BEGIN Dataset records
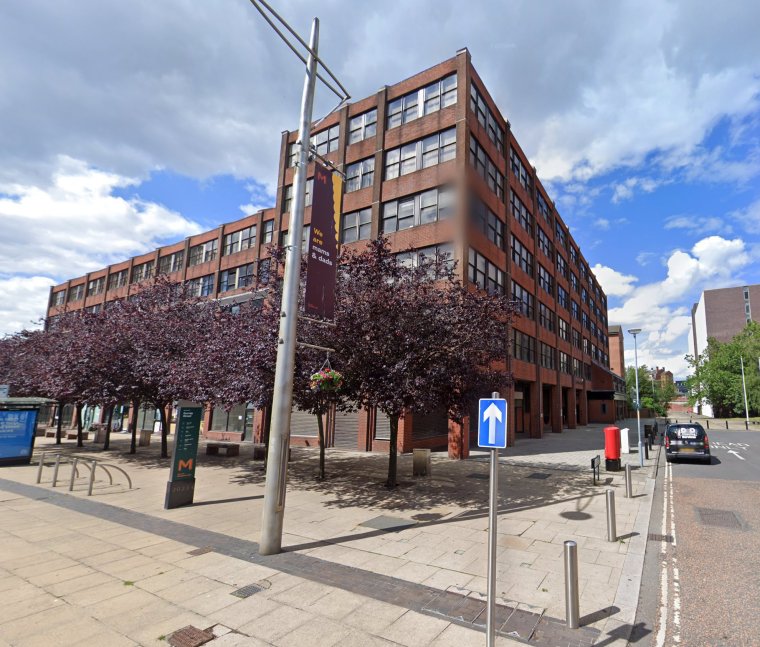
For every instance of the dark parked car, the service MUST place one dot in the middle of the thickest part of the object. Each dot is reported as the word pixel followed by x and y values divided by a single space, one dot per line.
pixel 688 441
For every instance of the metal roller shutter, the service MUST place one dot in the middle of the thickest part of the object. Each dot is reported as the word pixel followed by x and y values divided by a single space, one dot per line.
pixel 346 430
pixel 382 426
pixel 303 423
pixel 430 425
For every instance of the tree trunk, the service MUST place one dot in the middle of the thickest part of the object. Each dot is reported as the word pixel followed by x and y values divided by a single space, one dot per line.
pixel 133 426
pixel 321 428
pixel 164 432
pixel 393 453
pixel 107 444
pixel 79 424
pixel 59 423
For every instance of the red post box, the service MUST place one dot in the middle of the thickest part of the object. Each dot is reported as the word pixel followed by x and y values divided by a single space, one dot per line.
pixel 612 449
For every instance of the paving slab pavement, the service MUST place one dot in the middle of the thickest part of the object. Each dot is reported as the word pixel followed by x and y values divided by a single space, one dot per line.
pixel 124 569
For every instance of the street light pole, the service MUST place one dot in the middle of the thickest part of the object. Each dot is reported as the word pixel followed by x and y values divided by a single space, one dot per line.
pixel 277 459
pixel 744 388
pixel 634 332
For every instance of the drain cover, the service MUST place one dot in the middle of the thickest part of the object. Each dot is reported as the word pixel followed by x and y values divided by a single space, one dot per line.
pixel 247 591
pixel 719 518
pixel 384 522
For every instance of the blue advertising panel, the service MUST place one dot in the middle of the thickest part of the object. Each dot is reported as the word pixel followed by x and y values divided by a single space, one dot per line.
pixel 17 436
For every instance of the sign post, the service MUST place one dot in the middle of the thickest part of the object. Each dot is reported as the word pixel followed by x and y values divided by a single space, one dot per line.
pixel 492 434
pixel 181 485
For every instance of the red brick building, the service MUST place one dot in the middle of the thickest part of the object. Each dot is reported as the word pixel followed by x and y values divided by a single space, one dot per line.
pixel 432 163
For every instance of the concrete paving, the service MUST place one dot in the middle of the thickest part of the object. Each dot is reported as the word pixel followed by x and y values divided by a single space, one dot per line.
pixel 116 568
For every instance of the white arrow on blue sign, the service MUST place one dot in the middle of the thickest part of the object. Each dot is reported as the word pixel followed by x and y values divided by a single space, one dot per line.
pixel 492 423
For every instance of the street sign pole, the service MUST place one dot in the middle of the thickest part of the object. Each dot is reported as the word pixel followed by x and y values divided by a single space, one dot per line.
pixel 492 433
pixel 279 439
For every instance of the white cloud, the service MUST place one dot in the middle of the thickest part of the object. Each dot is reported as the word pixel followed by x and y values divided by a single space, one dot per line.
pixel 613 283
pixel 72 225
pixel 657 308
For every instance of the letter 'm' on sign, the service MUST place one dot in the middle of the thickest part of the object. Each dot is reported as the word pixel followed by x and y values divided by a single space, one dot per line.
pixel 322 259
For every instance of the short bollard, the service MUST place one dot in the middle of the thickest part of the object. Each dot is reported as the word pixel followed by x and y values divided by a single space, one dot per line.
pixel 55 469
pixel 611 529
pixel 572 611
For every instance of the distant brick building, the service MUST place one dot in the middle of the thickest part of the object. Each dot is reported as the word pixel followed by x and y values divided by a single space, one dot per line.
pixel 721 314
pixel 432 163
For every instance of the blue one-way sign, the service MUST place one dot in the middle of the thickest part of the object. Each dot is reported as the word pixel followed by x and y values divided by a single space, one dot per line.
pixel 492 423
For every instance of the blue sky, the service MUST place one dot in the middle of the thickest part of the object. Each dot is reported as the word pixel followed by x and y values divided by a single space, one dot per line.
pixel 128 126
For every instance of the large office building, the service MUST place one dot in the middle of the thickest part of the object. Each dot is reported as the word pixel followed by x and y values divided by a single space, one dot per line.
pixel 721 314
pixel 432 163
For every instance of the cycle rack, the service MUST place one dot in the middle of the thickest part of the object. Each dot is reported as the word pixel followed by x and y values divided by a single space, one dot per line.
pixel 94 464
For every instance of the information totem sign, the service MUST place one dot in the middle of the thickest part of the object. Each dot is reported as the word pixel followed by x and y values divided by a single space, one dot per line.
pixel 17 431
pixel 181 486
pixel 322 260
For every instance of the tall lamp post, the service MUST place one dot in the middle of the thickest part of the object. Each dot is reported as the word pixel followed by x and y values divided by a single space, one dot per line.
pixel 634 332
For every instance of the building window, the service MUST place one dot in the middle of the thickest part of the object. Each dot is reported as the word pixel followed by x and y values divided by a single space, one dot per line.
pixel 485 168
pixel 525 347
pixel 171 262
pixel 524 300
pixel 267 231
pixel 357 225
pixel 521 256
pixel 561 265
pixel 548 356
pixel 421 102
pixel 362 126
pixel 236 277
pixel 419 209
pixel 545 280
pixel 563 298
pixel 485 274
pixel 546 317
pixel 326 141
pixel 544 244
pixel 521 213
pixel 487 222
pixel 203 286
pixel 563 329
pixel 486 118
pixel 442 254
pixel 142 272
pixel 203 253
pixel 96 286
pixel 432 150
pixel 543 207
pixel 117 279
pixel 519 169
pixel 360 175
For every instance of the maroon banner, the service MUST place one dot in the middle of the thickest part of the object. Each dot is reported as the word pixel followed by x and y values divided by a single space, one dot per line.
pixel 322 263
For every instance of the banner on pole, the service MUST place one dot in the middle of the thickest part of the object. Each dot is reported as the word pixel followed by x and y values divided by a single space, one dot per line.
pixel 322 260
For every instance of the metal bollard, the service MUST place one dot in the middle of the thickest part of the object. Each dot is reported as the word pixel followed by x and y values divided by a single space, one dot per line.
pixel 73 472
pixel 92 477
pixel 611 529
pixel 55 468
pixel 572 611
pixel 39 469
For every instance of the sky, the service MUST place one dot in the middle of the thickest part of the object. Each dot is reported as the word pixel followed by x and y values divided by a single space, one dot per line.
pixel 124 126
END Dataset records
# [How to complete this task]
The copy must match the listing above exactly but contain no pictures.

# [Result for this exercise]
For every instance of the dark parked car, the service MUST place one dot in the middle of the thickest part of the object. Each dot is reported as the word pixel followed by x and y values divided by a single space, one dot per line.
pixel 688 441
For every instance of the metal roller shutter, the service MUST place one dot in the middle of the thickest part of the object. Each dot is reported as the word pixel followed by x and y values divided by a single space, one dot per line.
pixel 346 430
pixel 382 426
pixel 303 423
pixel 430 425
For every instance of the tree trunk, the service MUST place one dot in the middle of the thickest part of the object. Each dot is reported as the word pixel followed by x and y values divided by a single space, one dot per line.
pixel 133 426
pixel 321 428
pixel 164 432
pixel 393 453
pixel 107 444
pixel 79 424
pixel 59 423
For every instance of the red post box, the service MUST place one dot in the middle of the thickest part of the object. Each dot is reported as the word pixel followed by x and y values divided by a single space, one dot per line.
pixel 612 449
For every instance of the paving slab pavement, the service MUST place one dot in the middle of the thickest part of the object. Each dot is reported as the word pixel followed by x and y values divided by a single space, one dot per line.
pixel 124 569
For every instance of the street light pole, the service MUST place one dot in the middle of the thickest part of the object. Each dot is reported as the word pixel followed by x and y values divided by a single space, one dot per line.
pixel 277 459
pixel 744 388
pixel 634 332
For every instance of the drain cover, the service MUST place one dot in the middle of the thickest part of the object. Each dot is reported as the word pixel followed by x and y values divided by a single space, one dot per line.
pixel 247 591
pixel 719 518
pixel 384 522
For every instance of the blue advertising panel, the service MUST place one dot in the middle of the thickest part of the object. Each dot is reported as the word pixel followed by x and y values divided by a single space, one dot per line.
pixel 17 436
For every instance of the sign post, the service MUST place one dot in the middle of the thickest part of the object. Each dot is reported as the word pixel followed by x and y values divided by a single space, one dot per line.
pixel 492 434
pixel 181 485
For every instance of the red brick building, the service MUST place one dot in the middle of the thickest part of the object. Each dot is reported as the word pixel followed by x and y values divided by a single space, one dot per line.
pixel 432 163
For every instance of the concrete paving, the service MUST place one dot in the middle of the thickest part of the object. Each dot is reported as the word pixel followed by x and y values divided by a single space, one dot per line.
pixel 116 568
For every instance of the white arrow on blue sign, the service MUST place one dot in the middle of the thickest part of the object. Each dot is reported as the word pixel followed by x and y values divided by a single space, one dot per line.
pixel 492 423
For every instance of the street sign pole, the service MUST place one dot in the middle of the thickest part of the object. Each dot is reported as the word pixel followed by x and y values divided by a single space, one dot per line.
pixel 492 433
pixel 279 439
For every instance of the white cloud, the service MUST place one dot in the middle of the thickest part of the object. Each dot is reported as the word pixel followed by x and y values divided by a single space, one dot per line.
pixel 613 283
pixel 72 225
pixel 657 308
For every instance of the letter 'm' on sign, the service MUST place one dot in the middle of the thickest part of the object. Each dot is reported as the word pixel followed by x and y values divided by a single space, one dot per line.
pixel 322 259
For every instance of the short bollard, the service MUST place one dot in the middle of the thickest part of the object. Each dot is reported as the word pixel followed by x and y values divided by a single space, one dot per line.
pixel 55 469
pixel 611 529
pixel 572 611
For every instance of the distant brick building, the service MUST place one dot in the middle of the thickest part of the object. Each dot is reported as the word pixel followed by x and y values divided by a single space, one dot per line.
pixel 721 314
pixel 432 163
For every instance of the blue one-way sign, the service MUST place one dot in the middle of the thickest part of the object. Each dot is reported as the word pixel followed by x and y values divided by a single space, one dot per line.
pixel 492 423
For every instance of the blue sky, the service MUST place one dot in the middle of the thickest part of the object. Each dot is reported as the word pixel followed by x and y values divided by a single space, one dot per line.
pixel 128 126
For every instance of the large office building, the service MUST place one dot in the middle of the thickest part of the object. Each dot is reported as the word pixel followed by x and y values divided by a single space, one dot per line.
pixel 721 314
pixel 432 163
For every instance of the cycle rack, the service MUST place one dot in the middle of the thickest part of the object. Each dot is reported as the word pixel followed by x and y values divided by a single space, one dot per line.
pixel 94 464
For every instance of the information totem sign, the service MUST place one dot in the middle of the thickest part of the object. Each dot is reported as the word pixel followed by x and y values divided by a single space, one dot per line.
pixel 17 431
pixel 181 486
pixel 322 260
For every instance of the tall lamp post, the service MUST place one dot in the middle of the thickest part of the object. Each dot is reported as the word pixel followed by x and y values divided by a single space, one dot per line.
pixel 634 332
For every instance of the building window, the service MUST place one dot in the middle of the thickest part of the object. Each dot is reported as the word pixel followed by x and y values divided by a single space, one dot per line.
pixel 485 168
pixel 525 347
pixel 171 262
pixel 524 300
pixel 267 231
pixel 357 225
pixel 521 256
pixel 561 265
pixel 548 356
pixel 421 102
pixel 362 126
pixel 236 277
pixel 419 209
pixel 545 280
pixel 563 298
pixel 485 274
pixel 546 317
pixel 326 141
pixel 544 244
pixel 521 213
pixel 487 222
pixel 203 286
pixel 563 329
pixel 486 118
pixel 442 254
pixel 142 272
pixel 203 253
pixel 96 286
pixel 432 150
pixel 543 207
pixel 117 279
pixel 519 169
pixel 360 175
For every instance of the maroon banner, the service MUST place one dot in the middle of the thickest part of the object. Each dot is reported as the word pixel followed by x and y values divided by a single space, one dot per line.
pixel 322 263
For every instance of the banner on pole, the service MUST place one dot in the middle of the thickest part of the object. Each dot is reported as the word pixel followed by x and y values divided by a single space, one dot per line.
pixel 322 260
For every instance of the metal bollard, the service MUST place one dot in the middle of the thickest part of the object. Each dot is reported as the word pixel followed by x and y values divided by a single space, one dot per line.
pixel 73 472
pixel 92 477
pixel 611 529
pixel 55 468
pixel 572 611
pixel 39 469
For every instance of the sky, the service MUST place one dot in the middle of the thickest part of the object. Each dot is reported as the word pixel followed by x and y values divided by a single space, one dot per line.
pixel 124 126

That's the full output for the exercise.